WHAT YOU WILL DO.
1/ Name every processing phase of the content mining system that the patent excerpt mentions by name.
2/ From the patent excerpt, extract word for word everything from "[0016] FIG. 1" down to "content mining system.".

# READING TEXT start

BRIEF DESCRIPTION OF THE DRAWINGS

[0015] The forgoing and other objects, aspects, and advantages will be better understood from the following detailed description of a preferred embodiment of the invention with reference to the drawings, in which:

[0016] FIG. 1 is a high-level view of the client intelligence system relative to a preferred set of content sources and end-user interface devices.

[0017] FIG. 2 is a high-level block diagram of the client intelligence system as implemented in a preferred embodiment of the present invention.

[0018] FIG. 3 is a data processing flow diagram illustrating the core segments and processing phases of the content mining system as implemented in a preferred embodiment of the present invention.

[0019] FIG. 4 is an example of a content item, as initially received by the content mining system.

[0020] FIG. 5 provides a representation of the content item example of FIG. 4 as processed through the standardization phase of the content mining system as implemented in a preferred embodiment of the present invention.

[0021] FIG. 6 provides a representation of an authority file data appropriate for use in the further processing of the content item example of FIG. 4 as implemented in a preferred embodiment of the present invention.

[0022] FIG. 7 provides a representation of the data output from the term recognition phase of the content mining system as implemented in a preferred embodiment of the present invention.

[0023] FIG. 8 provides a representation of an event rule set appropriate for use in the further processing of the content item example of FIG. 4 as implemented in a preferred embodiment of the present invention.

[0024] FIG. 9 provides a representation of the data output from the event classification phase of the content mining system as implemented in a preferred embodiment of the present invention.

[0025] FIG. 10 provides a representation of the data output from the evidence resolution phase of the content mining system as implemented in a preferred embodiment of the present invention.

[0026] FIG. 11 provides a representation of the data output from the scoring phase of the content mining system as implemented in a preferred embodiment of the present invention.

[0027] FIG. 12 is a block diagram showing the preferred modules of the master and local knowledge bases as well as the interrelationship between them as implemented in accordance with a preferred embodiment of the present invention.

[0028] FIG. 13 is a block diagram of the preferred common components included in a knowledge module as implemented in accordance with a preferred embodiment of the present invention.

DETAILED DESCRIPTION OF THE INVENTION

[0029] FIG. 1 provides a high-level block diagram of the overall environment 10 within which the client intelligence system 12 preferably operates. A multiplicity of content sources 14, including internal sources, defined as sources located within an enterprise or other organization, and external sources, defined as sources located outside of the enterprise organization typically including web sites, news feeds, subscription services, deliver or provide content to the client intelligence system 12 through the appropriate network connections 16. Various content units, as received from the content sources 14, are processed by the client intelligence system 12 to ultimately produce, personalized for each user, a listing of determined relevant content items. Preferably, the client intelligence system 12 supports a flexible user interface that allows access through any of a range of supported devices, including desktop 18 and laptop 20 personal computers, appropriately configured personal digital assistants 22 and other wireless devices, and appropriately configured cellular phones 24, all with connections to the client intelligence system 12 completed through any necessary and appropriate combination of the conventional wired and wireless telecommunications networks.

# READING TEXT end
# ENTRIES start

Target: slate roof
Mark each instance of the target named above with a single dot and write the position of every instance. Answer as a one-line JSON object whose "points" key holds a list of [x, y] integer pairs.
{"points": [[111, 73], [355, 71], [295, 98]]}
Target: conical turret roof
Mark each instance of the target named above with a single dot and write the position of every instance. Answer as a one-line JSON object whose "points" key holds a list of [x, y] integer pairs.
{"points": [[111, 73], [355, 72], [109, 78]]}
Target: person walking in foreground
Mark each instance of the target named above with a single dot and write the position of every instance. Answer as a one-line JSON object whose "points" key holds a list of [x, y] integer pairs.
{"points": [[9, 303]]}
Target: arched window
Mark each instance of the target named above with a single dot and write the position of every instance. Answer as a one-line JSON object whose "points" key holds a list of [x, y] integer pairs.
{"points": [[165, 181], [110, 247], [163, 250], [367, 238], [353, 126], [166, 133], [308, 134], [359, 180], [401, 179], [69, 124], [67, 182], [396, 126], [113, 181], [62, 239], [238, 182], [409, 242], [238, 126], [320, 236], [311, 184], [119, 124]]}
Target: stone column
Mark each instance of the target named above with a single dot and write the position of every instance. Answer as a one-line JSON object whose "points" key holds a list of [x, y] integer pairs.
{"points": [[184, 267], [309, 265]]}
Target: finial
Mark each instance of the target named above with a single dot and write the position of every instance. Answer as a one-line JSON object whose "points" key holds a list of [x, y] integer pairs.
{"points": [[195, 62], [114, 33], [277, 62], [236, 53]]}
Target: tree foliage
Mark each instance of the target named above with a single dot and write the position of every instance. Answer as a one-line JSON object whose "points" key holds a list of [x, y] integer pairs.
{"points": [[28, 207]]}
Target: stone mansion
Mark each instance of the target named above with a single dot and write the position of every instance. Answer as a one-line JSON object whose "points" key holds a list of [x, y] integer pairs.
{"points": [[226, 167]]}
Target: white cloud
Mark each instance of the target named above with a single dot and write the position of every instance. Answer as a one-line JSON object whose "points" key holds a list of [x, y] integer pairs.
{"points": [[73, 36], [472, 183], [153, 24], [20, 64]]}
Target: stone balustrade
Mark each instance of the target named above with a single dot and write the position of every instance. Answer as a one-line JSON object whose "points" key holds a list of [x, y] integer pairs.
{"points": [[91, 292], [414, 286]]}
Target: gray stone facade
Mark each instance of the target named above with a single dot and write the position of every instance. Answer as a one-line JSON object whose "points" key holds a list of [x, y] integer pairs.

# ENTRIES end

ANSWERS BY TASK.
1/
- standardization phase
- term recognition phase
- event classification phase
- evidence resolution phase
- scoring phase

2/
[0016] FIG. 1 is a high-level view of the client intelligence system relative to a preferred set of content sources and end-user interface devices.

[0017] FIG. 2 is a high-level block diagram of the client intelligence system as implemented in a preferred embodiment of the present invention.

[0018] FIG. 3 is a data processing flow diagram illustrating the core segments and processing phases of the content mining system as implemented in a preferred embodiment of the present invention.

[0019] FIG. 4 is an example of a content item, as initially received by the content mining system.